WRITTEN EXERCISE: Turn the lines of the entries starting at the line containing "Expected: one point per instance of the man's ear, each" and ending at the line containing "point(557, 323)" into a Markdown table with the columns No. and Line. Number each row and leave out blank lines.

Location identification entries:
--- start ---
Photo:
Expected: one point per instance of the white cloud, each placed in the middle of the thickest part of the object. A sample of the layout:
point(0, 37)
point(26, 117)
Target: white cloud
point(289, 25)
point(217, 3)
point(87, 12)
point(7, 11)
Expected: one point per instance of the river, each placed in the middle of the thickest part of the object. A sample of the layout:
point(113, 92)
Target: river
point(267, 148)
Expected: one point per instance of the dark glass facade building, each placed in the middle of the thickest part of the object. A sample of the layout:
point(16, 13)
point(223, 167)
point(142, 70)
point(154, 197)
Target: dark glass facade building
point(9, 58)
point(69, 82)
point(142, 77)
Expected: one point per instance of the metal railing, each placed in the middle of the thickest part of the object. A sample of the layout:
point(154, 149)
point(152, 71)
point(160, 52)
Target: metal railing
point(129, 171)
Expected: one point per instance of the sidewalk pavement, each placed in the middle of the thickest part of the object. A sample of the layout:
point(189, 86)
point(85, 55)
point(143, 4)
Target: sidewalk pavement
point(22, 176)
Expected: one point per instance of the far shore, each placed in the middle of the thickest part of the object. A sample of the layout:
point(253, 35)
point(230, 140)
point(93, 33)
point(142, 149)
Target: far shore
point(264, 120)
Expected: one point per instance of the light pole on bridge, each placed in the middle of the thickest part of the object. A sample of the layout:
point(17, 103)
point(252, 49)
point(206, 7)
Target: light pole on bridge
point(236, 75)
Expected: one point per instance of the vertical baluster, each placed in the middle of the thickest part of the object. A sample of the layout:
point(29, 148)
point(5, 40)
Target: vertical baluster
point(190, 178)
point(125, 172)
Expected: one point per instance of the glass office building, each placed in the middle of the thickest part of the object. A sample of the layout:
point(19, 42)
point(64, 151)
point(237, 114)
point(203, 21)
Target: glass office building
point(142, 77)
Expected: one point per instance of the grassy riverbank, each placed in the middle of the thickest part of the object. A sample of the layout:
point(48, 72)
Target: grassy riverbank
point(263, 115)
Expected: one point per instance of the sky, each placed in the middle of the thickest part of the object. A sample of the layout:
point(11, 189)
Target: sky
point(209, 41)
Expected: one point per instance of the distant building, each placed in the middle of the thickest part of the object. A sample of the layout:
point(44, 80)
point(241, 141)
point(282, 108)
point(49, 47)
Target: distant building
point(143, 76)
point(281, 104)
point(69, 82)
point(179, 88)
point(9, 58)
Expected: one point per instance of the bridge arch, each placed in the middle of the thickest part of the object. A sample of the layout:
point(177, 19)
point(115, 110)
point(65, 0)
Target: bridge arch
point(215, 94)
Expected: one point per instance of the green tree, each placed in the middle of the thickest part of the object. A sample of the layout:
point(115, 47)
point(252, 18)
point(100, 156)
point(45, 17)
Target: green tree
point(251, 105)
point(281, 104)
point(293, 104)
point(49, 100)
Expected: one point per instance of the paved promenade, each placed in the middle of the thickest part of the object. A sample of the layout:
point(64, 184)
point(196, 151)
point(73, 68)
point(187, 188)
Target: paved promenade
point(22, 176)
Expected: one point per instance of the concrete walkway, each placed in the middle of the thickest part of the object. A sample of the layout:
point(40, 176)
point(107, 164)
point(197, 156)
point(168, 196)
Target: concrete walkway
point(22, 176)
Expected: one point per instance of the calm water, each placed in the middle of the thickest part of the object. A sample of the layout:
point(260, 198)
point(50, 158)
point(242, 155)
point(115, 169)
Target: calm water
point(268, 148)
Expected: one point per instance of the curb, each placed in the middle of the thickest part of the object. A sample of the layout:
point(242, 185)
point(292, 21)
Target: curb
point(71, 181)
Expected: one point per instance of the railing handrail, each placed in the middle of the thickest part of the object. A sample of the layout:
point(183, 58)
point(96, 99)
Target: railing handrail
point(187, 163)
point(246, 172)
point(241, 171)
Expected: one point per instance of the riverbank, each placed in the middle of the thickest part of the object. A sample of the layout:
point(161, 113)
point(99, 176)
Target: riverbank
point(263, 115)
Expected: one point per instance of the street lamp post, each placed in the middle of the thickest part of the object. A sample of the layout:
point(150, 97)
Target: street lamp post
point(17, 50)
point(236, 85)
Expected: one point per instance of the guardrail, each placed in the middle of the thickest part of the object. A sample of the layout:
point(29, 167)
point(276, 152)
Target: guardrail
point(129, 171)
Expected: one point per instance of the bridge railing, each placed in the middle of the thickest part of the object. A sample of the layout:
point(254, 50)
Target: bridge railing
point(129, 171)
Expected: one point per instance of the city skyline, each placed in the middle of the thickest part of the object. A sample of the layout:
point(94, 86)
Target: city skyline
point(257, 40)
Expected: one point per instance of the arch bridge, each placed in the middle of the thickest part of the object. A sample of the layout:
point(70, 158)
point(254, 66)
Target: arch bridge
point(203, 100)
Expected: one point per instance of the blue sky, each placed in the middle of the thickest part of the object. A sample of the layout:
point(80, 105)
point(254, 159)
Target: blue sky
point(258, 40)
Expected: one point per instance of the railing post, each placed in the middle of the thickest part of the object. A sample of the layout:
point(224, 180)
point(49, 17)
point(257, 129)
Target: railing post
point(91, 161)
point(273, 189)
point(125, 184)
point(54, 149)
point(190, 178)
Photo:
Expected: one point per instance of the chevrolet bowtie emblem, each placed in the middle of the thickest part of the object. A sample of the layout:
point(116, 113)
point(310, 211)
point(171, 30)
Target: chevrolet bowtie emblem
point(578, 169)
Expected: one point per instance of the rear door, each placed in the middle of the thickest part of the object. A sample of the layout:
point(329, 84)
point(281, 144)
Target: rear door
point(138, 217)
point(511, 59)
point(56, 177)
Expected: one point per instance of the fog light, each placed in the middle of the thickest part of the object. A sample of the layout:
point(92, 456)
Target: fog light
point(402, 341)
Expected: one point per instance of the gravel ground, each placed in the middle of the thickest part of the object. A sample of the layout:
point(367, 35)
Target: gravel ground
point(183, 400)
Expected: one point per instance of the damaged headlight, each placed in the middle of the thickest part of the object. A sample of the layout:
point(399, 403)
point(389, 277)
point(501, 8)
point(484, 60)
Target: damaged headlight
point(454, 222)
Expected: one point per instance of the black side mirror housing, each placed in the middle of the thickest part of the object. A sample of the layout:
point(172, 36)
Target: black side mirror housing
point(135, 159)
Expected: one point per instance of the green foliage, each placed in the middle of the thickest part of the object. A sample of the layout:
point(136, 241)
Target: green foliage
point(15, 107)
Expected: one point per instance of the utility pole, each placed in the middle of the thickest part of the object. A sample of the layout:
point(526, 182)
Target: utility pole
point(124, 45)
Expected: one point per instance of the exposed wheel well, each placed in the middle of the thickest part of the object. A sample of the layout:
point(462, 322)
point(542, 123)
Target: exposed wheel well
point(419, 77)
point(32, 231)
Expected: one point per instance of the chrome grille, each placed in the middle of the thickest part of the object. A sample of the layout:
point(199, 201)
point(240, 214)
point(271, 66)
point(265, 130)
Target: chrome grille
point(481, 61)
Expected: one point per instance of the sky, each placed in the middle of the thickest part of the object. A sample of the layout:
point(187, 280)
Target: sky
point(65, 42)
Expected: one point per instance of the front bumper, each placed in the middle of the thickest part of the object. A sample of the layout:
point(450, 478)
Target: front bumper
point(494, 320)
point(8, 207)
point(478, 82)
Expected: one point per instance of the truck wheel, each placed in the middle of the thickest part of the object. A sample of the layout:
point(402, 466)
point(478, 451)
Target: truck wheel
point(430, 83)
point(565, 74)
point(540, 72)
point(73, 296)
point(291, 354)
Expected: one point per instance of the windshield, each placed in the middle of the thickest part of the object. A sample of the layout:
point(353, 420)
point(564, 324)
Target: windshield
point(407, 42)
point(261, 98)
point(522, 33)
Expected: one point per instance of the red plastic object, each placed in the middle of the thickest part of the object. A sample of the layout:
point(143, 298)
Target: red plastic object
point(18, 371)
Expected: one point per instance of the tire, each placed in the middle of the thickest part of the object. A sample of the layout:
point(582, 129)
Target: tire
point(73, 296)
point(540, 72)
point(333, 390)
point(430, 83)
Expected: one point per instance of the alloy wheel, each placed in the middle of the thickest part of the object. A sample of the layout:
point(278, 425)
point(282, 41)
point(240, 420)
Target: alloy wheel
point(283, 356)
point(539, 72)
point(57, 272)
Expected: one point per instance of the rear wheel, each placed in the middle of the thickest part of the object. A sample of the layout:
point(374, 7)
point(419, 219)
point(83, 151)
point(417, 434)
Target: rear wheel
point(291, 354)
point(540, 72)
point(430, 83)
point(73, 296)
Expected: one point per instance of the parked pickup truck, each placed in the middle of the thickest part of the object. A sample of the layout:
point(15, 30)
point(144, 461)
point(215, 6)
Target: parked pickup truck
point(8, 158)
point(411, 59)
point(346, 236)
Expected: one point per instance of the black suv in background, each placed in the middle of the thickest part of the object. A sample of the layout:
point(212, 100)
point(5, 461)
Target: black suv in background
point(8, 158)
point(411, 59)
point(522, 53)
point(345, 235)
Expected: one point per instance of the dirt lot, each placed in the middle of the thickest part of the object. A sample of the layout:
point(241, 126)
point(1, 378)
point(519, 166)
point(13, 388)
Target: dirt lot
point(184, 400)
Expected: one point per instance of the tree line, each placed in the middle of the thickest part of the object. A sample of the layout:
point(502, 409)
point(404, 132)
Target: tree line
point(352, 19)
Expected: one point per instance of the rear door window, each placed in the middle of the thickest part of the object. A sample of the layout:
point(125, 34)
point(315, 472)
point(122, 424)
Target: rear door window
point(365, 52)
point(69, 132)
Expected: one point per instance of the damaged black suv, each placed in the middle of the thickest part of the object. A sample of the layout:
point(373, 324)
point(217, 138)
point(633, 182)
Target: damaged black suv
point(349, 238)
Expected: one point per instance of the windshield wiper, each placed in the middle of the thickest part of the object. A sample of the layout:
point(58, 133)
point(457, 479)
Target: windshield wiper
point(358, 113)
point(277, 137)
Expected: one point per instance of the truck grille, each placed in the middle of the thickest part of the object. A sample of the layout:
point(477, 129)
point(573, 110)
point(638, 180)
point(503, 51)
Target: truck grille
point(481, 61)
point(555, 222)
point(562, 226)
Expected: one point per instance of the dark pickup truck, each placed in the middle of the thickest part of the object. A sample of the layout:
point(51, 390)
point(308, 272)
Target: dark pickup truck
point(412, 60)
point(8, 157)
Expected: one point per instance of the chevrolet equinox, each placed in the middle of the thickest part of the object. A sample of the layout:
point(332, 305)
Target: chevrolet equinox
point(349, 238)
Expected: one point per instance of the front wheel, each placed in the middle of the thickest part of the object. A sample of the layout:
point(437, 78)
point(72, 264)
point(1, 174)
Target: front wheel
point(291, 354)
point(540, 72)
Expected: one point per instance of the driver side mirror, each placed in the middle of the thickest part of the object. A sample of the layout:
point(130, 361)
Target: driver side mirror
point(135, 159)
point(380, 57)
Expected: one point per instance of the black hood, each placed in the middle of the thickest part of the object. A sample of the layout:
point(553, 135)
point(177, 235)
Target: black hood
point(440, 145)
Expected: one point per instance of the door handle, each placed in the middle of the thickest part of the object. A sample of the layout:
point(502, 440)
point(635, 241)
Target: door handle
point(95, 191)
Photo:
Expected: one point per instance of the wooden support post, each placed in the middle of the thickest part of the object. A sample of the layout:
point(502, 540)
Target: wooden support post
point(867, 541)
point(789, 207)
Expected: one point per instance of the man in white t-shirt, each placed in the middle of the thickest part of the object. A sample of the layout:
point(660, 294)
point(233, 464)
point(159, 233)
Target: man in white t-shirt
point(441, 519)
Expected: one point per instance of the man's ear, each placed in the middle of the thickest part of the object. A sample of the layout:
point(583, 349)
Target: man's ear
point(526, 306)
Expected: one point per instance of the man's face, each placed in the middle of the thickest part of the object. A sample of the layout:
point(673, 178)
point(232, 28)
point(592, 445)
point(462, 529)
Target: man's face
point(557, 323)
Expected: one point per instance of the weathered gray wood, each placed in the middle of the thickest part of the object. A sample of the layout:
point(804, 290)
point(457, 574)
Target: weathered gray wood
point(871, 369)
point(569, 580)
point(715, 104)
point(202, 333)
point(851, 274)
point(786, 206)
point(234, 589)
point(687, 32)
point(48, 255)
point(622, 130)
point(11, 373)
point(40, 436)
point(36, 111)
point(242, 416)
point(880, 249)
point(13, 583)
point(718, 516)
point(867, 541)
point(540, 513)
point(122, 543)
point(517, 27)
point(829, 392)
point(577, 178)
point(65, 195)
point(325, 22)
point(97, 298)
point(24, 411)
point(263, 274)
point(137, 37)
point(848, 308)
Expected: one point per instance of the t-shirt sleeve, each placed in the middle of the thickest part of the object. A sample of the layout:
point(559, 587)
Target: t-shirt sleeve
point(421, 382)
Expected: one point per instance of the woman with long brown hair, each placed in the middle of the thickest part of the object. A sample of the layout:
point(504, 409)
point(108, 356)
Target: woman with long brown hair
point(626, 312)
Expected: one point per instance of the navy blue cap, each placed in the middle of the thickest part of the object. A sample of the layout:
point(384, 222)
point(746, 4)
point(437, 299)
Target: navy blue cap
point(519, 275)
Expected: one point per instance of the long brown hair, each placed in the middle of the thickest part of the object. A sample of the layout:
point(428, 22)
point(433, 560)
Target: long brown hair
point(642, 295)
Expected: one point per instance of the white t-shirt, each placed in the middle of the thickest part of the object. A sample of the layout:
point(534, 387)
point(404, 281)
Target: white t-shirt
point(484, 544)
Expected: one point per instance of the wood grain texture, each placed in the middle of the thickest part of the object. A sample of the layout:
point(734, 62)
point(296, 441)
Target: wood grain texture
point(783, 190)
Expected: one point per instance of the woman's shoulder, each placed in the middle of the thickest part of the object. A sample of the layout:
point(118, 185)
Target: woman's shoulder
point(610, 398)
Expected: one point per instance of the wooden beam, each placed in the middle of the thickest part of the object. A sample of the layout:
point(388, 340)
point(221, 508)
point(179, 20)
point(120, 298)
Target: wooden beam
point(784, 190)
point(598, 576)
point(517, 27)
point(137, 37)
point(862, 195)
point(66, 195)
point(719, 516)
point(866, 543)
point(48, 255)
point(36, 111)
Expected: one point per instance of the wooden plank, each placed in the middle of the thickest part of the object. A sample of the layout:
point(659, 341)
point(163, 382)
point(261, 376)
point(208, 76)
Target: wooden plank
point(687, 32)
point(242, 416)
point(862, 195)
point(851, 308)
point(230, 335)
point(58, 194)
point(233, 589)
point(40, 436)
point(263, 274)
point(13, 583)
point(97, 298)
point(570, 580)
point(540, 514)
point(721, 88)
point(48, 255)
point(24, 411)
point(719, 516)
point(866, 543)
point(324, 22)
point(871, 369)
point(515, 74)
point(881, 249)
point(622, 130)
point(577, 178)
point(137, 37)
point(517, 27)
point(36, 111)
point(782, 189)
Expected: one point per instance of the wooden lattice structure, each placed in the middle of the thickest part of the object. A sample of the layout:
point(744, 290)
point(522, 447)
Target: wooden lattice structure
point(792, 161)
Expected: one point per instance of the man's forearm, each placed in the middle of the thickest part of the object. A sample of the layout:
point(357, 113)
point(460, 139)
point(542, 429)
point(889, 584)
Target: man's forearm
--- end ---
SOLVED EXERCISE:
| No. | Line |
|---|---|
| 1 | Expected: one point per instance of the man's ear, each placed in the middle of the thickest part of the object. A sample of the layout: |
| 2 | point(583, 349) |
| 3 | Target: man's ear |
| 4 | point(526, 306) |
| 5 | Expected: one point per instance of the man's face, each placed in the middle of the thickest part of the object. A sample of the layout: |
| 6 | point(673, 178) |
| 7 | point(232, 28) |
| 8 | point(592, 445) |
| 9 | point(462, 529) |
| 10 | Target: man's face |
| 11 | point(557, 323) |